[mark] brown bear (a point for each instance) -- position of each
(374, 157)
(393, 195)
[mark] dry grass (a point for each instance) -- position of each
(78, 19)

• _What is required_
Copy exactly. Start at the line containing "[mark] dry grass" and continue through the last line of the records.

• _Response area_
[mark] dry grass (a point for each instance) -- position of each
(78, 19)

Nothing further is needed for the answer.